> [Task data]:

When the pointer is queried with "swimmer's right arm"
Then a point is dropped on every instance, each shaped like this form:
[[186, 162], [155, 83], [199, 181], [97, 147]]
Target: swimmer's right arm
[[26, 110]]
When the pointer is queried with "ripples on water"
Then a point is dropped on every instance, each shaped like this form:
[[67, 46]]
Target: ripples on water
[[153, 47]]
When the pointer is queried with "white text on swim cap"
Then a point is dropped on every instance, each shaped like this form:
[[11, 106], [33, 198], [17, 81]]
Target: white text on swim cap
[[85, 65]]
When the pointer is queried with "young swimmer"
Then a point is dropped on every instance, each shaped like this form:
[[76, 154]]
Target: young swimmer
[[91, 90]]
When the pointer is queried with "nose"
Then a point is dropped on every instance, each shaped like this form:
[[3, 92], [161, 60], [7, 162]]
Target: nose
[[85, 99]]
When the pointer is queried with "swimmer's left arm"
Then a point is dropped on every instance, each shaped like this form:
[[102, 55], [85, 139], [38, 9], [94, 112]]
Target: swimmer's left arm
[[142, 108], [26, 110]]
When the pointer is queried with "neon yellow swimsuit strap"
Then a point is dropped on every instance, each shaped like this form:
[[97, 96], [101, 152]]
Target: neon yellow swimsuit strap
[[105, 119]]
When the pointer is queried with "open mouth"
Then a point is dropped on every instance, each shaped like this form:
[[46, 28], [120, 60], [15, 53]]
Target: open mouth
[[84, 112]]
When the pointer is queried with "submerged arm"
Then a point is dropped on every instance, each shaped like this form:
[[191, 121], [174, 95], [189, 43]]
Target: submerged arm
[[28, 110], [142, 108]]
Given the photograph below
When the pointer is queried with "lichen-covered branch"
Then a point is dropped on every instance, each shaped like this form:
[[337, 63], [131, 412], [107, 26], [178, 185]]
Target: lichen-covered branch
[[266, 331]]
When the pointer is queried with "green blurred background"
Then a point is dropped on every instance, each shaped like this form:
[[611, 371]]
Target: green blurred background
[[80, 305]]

> [What to produce]:
Please put the material into a numbered list, starting with the first line and going on through the line with "[[153, 47]]", and leave out any blank lines.

> [Problem solution]:
1. When the pointer is queried with "swimmer's right arm"
2. Then a point is dropped on every instance, each shaped like this form:
3. [[186, 162], [155, 83], [199, 181], [97, 147]]
4. Target: swimmer's right arm
5. [[26, 110]]
6. When the pointer is queried with "ripples on water"
7. Then a point is dropped on every instance, each shaped like this form:
8. [[67, 46]]
9. Target: ripples on water
10. [[153, 47]]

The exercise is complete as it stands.